> **Instruction 1**
Answer the following from the passage on canceled futures orders:
(a) In what year does the writer say this behavior was first reported?
(b) What margin requirement per contract does the writer cite?
(c) According to the writer, with what are all orders tagged?
> **Instruction 2**
Carry the passage on canceled futures orders forward from its final sentence.

> **Selected passage**
— Start —
Where the F have you been?  I reported on this behavior in the futures markets in 2010, and nobody cared.  CNBC didn't care and neither did anyone else in the regulatory structure -- yet it was instantly apparent to anyone who watched, as it was going on right under everyone's nose and clearly visible over the 4th of July holiday.

It didn't take any sort of special access or view into the market; my retail trading platform showed quite-clearly a pattern of repeatedly placing bids and offers off the market and then immediately canceling them.  The counts were in the thousand contract area, which meant that with a $5,000/contact margin requirement you needed several million dollars on deposit to place these orders for initial margin.

Well, was that money on deposit?  Let's ask that question first because if it wasn't the order should have never been able to be placed at all.

Second, why wasn't this crap stopped instantly when it was noted to be happening?  It required no special power to observe, you only had to give a crap because all orders are tagged with their originating FCM and thus can be traced.  Quite clearly the so-called regulators clearly did not give a damn.

Third, I don't believe for one second that there was only one guy doing this -- not then and not now.
— End —
> **Supplied material**
— Start —
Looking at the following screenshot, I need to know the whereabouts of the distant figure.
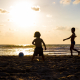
[31,32,46,61]
[63,27,80,56]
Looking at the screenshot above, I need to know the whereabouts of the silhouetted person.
[63,28,80,56]
[31,32,46,61]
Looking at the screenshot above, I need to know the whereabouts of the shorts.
[33,47,43,56]
[71,41,75,45]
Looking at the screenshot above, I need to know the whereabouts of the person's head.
[34,31,41,38]
[71,27,75,33]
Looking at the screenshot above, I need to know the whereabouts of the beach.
[0,55,80,80]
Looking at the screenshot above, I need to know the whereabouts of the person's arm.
[63,36,71,41]
[32,40,35,45]
[42,40,46,50]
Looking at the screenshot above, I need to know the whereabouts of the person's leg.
[70,44,74,56]
[42,55,45,61]
[73,48,80,55]
[31,55,35,61]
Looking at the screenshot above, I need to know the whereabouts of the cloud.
[0,8,9,13]
[73,0,80,4]
[31,6,40,11]
[9,29,18,32]
[55,26,71,31]
[0,24,5,26]
[53,2,56,4]
[60,0,71,4]
[46,14,52,17]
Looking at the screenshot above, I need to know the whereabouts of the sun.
[10,2,36,26]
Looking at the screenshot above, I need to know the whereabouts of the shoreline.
[0,55,80,80]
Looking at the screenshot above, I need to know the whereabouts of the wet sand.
[0,55,80,80]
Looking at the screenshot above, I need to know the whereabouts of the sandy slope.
[0,56,80,80]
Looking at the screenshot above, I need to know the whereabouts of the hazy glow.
[10,2,36,26]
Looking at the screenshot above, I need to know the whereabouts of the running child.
[63,27,80,56]
[31,31,46,61]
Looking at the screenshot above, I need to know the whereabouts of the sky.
[0,0,80,44]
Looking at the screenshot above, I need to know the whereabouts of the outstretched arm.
[63,36,71,41]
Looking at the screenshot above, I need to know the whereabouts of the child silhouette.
[31,31,46,61]
[63,27,80,56]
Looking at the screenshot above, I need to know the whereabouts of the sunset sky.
[0,0,80,44]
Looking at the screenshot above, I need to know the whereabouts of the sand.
[0,55,80,80]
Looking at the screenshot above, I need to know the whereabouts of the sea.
[0,44,80,56]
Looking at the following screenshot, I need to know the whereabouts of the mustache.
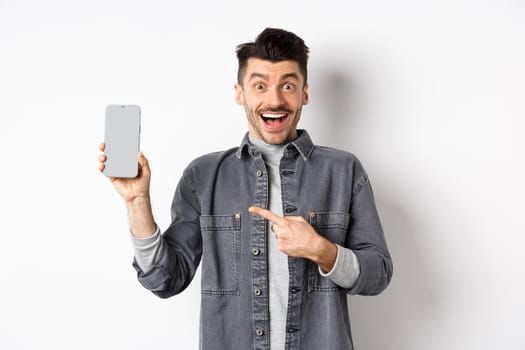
[257,106,293,114]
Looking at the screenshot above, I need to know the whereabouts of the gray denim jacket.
[134,130,392,350]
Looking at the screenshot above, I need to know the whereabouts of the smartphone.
[104,105,140,178]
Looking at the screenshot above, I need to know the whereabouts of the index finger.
[248,206,284,224]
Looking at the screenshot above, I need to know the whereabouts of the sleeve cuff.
[318,244,360,288]
[131,226,164,272]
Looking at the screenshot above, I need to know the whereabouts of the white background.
[0,0,525,350]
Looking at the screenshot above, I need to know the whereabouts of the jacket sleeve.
[347,171,393,295]
[133,170,202,298]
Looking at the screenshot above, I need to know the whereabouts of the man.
[100,29,392,350]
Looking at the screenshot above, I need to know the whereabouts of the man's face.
[235,58,308,145]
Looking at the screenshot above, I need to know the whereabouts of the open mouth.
[261,112,288,129]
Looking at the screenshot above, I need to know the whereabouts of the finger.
[248,206,284,224]
[137,151,151,175]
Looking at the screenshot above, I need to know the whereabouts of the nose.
[266,87,284,107]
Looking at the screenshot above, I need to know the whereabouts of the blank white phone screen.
[104,105,140,178]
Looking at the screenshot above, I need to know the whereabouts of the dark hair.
[237,28,310,84]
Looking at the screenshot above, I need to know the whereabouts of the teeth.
[262,114,286,119]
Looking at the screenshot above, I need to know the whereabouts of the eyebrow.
[249,73,299,80]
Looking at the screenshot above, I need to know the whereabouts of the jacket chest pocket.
[200,214,241,294]
[308,212,350,292]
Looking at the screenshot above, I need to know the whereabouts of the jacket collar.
[236,129,314,161]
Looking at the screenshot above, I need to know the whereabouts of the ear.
[235,83,244,105]
[303,83,310,106]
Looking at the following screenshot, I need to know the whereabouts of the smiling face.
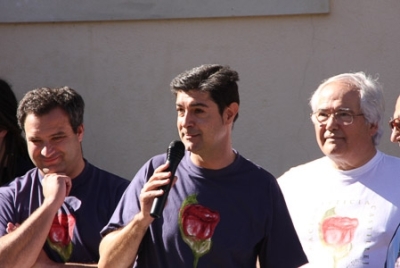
[24,108,85,179]
[312,82,377,170]
[176,90,238,166]
[390,96,400,145]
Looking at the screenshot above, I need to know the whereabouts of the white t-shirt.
[278,151,400,268]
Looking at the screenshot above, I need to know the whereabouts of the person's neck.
[329,147,377,170]
[190,148,236,170]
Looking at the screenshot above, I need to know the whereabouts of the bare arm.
[99,164,171,267]
[0,174,71,267]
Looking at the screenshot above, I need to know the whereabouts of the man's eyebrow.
[317,107,351,111]
[176,102,209,108]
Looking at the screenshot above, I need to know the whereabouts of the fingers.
[6,222,20,234]
[140,163,171,217]
[42,173,72,207]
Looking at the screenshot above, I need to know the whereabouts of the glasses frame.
[389,117,400,130]
[310,110,364,126]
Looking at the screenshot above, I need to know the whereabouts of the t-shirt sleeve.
[0,186,17,236]
[260,177,308,268]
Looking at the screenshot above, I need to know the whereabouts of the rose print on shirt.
[178,195,220,268]
[320,208,358,267]
[47,210,76,262]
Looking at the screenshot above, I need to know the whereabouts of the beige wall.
[0,0,400,179]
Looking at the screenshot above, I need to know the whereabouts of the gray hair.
[310,72,385,146]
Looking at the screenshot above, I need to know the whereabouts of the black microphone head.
[167,141,185,163]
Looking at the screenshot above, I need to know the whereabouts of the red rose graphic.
[320,208,358,267]
[322,217,358,247]
[47,213,75,262]
[179,195,220,268]
[182,205,219,240]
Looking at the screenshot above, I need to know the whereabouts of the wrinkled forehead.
[316,82,360,110]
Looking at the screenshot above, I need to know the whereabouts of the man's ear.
[224,102,239,123]
[76,124,85,142]
[0,129,7,138]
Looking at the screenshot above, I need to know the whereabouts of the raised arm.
[0,174,72,267]
[99,164,171,267]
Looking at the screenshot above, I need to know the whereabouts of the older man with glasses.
[385,96,400,268]
[278,72,400,268]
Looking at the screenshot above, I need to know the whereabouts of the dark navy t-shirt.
[0,160,129,263]
[102,152,307,268]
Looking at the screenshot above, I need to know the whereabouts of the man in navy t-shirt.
[99,64,307,268]
[0,87,128,267]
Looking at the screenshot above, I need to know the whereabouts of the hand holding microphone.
[150,141,185,218]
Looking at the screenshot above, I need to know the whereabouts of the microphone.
[150,141,185,218]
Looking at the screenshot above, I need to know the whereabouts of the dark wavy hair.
[170,64,240,121]
[17,87,85,133]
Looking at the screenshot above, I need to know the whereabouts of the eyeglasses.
[389,118,400,130]
[311,111,364,126]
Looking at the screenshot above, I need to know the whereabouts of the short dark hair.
[170,64,240,121]
[17,87,85,133]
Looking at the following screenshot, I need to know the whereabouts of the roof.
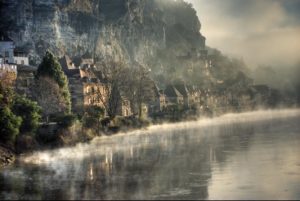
[165,85,183,97]
[0,34,13,42]
[17,65,37,72]
[252,85,269,93]
[59,55,75,70]
[175,84,189,97]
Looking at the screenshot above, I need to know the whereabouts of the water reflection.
[0,111,300,199]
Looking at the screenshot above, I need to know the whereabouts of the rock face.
[0,0,205,64]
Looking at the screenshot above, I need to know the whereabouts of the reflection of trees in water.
[0,119,260,199]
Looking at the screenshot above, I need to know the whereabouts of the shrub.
[56,114,77,128]
[0,107,22,144]
[12,97,41,134]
— End —
> **Exercise result 1**
(a) 2010
(b) $5,000 per contract
(c) Their originating FCM

> **Exercise result 2**
So-called high frequency trading, to the extent it is abusive rather than legitimate, has a simple solution as I have propounded upon for the last five years: Require every order that is placed to be valid for at least two seconds and require that every outstanding order be margined before it is accepted.

In other words an order can only be removed from the open order books by either (1) execution or (2) a cancel which is not effective until two full seconds have elapsed after the order was placed.

Further, all outstanding orders must be margined.  That is, you must be able to clear every order, individually and without offset, that you have open at any given instant in time.

This would instantly stop these abusive order patterns as if you tried it you'd be subject to having them hit and you couldn't issue more of them than you had margin in deposit to clear at any instant in time.

But no, we can't do that -- because if we did then manipulating the market upward wouldn't happen either -- and it's only the downward moves that get the regulator's attention!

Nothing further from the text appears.